Page extract »
Miriam lives in Naples and advises travellers through The Voyage Co.

Which islands in the Bay of Naples do most visitors never consider?

Q. What's one place near Naples that tourists often miss but really shouldn't?

Ischia and Procida, and I mean both of them. Ischia is the largest island in the bay, considerably bigger than Capri, with thermal springs you can swim in, hiking through forest up to the crater of Monte Epomeo, beautiful beaches, and a character that feels nothing like a curated resort. Procida is the smallest and the most local: a real working island, still anchored in its fishing tradition, with a cluster of pastel houses around a small harbour that has been photographed a great deal but has not yet been significantly changed by the photography. Both are accessible by ferry from Naples, both can be done as day trips. If you want one recommendation: Procida is the one that surprises people most.

Q. And what about Capri, is it actually overrated?

In my opinion, yes, at least in summer. The natural scenery is genuinely exceptional and the Blue Grotto is one of those things that photographs cannot fully capture. But Capri in peak season is very expensive and very crowded, and the experience can feel more like being on an overcrowded yacht than somewhere wild and beautiful. If you are choosing between Capri and the other islands and have limited time, I would not necessarily say Capri first.

How to spend 48 hours in Naples and Campania

We asked Miriam to plan two days for a first-time visitor.

Naples city first, then Sorrento, then Pompeii. Naples needs at least a full day: the historic centre, the pizza, the energy of the streets around Spaccanapoli, the coffee that is its own argument for the city's greatness. The people who leave Naples most enchanted are usually the ones who gave it proper time and let themselves get a little lost in it.

From Naples, Sorrento makes a natural base for the Amalfi Coast: a cliff-top town with a beautiful historic centre, good food, and ferry connections to the islands. Pompeii rounds out the two days. The Roman city, frozen at the moment of the eruption and uncovered slowly over centuries, is one of the most extraordinary things in southern Italy, and it deserves more than the rushed half-day many visitors give it.

What visitors consistently get wrong about Campania

We asked Miriam what she sees most often from tourists.

They miss the experience of living like a local. She is aware this can sound vague, and she is honest that it is difficult to achieve without knowing someone from there. The things that make Campania genuinely extraordinary, the fish market at six in the morning, the neighbourhood gelateria that has been in the same family for forty years, the way Sunday lunch works in a Neapolitan household, are not things you find on a tourist itinerary. Getting closer to them requires slowing down, talking to people, and resisting the urge to move from sight to sight without pause.

The best time of year to visit Naples

We asked Miriam when she would personally recommend coming.

April and May, or October and November. The weather is at its best in these windows, comfortably warm without being exhausting, and the tourist numbers are significantly more manageable than in July and August. Naples in summer is not impossible, but the heat makes the city harder to move through and the most popular places on the Amalfi Coast become genuinely overwhelming. Come in spring or early autumn and you get the same extraordinary place with room to actually breathe.

What to eat in Naples

We asked Miriam for the food experience visitors should not leave without having.

Mozzarella di bufala, and she is precise about the provenance. The mozzarella made from buffalo milk in Campania is not the same product as the mozzarella most people have eaten elsewhere. It is softer, wetter, richer, and it comes from animals that live in the flat coastal plain south of Naples where the dairy tradition has been running for centuries. Buy it from a proper dairy or a good salumeria, eat it the same day, with nothing on it but perhaps a little olive oil. It is so specific to this place and this tradition that eating it here is very much the point.

If you take the ferry to one island in the Bay of Naples, take it to Procida or Ischia, not to Capri. Give Naples city a full day before anything else, base in Sorrento for the coast, and come in spring or autumn. The bay rewards the visitor who looks past the famous photographs.

Records supplied »
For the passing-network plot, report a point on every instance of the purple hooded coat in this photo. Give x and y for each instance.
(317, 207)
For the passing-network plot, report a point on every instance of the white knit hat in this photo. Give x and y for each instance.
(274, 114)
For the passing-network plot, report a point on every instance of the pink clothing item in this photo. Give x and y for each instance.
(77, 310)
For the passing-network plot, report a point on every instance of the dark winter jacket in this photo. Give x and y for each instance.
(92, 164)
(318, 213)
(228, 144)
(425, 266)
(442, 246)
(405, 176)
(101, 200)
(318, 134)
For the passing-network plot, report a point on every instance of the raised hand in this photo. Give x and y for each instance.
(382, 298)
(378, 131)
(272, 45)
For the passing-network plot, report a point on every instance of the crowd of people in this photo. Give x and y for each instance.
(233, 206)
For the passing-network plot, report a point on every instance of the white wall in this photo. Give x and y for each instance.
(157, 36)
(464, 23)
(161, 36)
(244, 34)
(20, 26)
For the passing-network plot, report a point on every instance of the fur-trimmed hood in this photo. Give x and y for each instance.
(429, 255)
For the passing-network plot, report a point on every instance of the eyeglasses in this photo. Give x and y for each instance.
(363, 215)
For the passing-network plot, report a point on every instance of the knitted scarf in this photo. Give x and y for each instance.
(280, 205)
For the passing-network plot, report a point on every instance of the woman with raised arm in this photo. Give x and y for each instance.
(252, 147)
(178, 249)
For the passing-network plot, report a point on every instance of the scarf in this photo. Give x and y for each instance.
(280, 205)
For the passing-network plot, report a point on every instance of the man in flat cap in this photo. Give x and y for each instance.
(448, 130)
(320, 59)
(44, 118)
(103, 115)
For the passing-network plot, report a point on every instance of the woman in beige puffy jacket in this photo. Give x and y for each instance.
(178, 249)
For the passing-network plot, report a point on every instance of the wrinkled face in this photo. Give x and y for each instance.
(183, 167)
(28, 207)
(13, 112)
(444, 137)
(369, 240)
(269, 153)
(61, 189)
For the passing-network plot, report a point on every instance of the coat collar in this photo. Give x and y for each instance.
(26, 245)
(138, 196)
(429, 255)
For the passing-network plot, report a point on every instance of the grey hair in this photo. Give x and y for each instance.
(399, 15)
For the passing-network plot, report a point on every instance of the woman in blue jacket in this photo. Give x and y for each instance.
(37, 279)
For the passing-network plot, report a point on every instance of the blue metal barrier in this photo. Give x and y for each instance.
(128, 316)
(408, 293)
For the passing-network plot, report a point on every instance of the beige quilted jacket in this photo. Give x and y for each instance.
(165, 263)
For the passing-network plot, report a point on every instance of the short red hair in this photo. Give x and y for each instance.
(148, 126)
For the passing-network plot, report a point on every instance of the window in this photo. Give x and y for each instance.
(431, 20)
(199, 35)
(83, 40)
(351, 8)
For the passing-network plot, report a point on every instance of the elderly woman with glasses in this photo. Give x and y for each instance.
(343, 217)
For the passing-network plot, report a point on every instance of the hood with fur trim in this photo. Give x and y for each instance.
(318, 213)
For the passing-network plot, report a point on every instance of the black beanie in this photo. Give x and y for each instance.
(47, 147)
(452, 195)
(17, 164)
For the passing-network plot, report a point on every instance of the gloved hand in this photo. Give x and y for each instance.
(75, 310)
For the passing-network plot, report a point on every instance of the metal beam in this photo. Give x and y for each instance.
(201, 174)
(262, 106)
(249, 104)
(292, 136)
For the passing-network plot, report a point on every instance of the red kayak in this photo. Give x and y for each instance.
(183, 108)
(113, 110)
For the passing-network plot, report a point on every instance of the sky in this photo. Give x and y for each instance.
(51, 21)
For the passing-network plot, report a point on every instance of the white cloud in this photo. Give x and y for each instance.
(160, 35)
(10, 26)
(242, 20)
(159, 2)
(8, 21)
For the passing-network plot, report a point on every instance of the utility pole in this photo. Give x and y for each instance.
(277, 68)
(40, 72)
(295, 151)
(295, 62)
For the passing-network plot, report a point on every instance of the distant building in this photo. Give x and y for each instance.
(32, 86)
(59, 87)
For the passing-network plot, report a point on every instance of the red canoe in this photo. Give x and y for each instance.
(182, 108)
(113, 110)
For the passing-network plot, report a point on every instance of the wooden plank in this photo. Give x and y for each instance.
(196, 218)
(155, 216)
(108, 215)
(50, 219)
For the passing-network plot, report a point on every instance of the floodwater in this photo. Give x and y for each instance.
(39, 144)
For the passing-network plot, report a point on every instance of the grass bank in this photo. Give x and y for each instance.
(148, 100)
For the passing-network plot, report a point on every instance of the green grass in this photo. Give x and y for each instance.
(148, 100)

Tasks to complete »
1. Can you translate this sentence from the Naples travel interview into Spanish: "If you take the ferry to one island in the Bay of Naples, take it to Procida or Ischia, not to Capri."?
2. Could you update the Naples travel interview starting with "The best time" and going on through "leave without having.", replacing "April and May" with "March and April"?
3. Do these statements agree with the Naples travel interview? (a) Ischia is bigger than Capri. (b) Miriam recommends visiting Naples in July and August. (c) Procida can be visited on a day trip from Naples. Answer yes or no for each, quoting the deciding words.

In response »
1. Si tomas el ferry a una isla de la bahía de Nápoles, tómalo a Procida o Ischia, no a Capri.

2.
The best time of year to visit Naples

We asked Miriam when she would personally recommend coming.

March and April, or October and November. The weather is at its best in these windows, comfortably warm without being exhausting, and the tourist numbers are significantly more manageable than in July and August. Naples in summer is not impossible, but the heat makes the city harder to move through and the most popular places on the Amalfi Coast become genuinely overwhelming. Come in spring or early autumn and you get the same extraordinary place with room to actually breathe.

What to eat in Naples

We asked Miriam for the food experience visitors should not leave without having.

3.
(a) Yes: "Ischia is the largest island in the bay, considerably bigger than Capri"
(b) No: "April and May, or October and November."
(c) Yes: "Both are accessible by ferry from Naples, both can be done as day trips."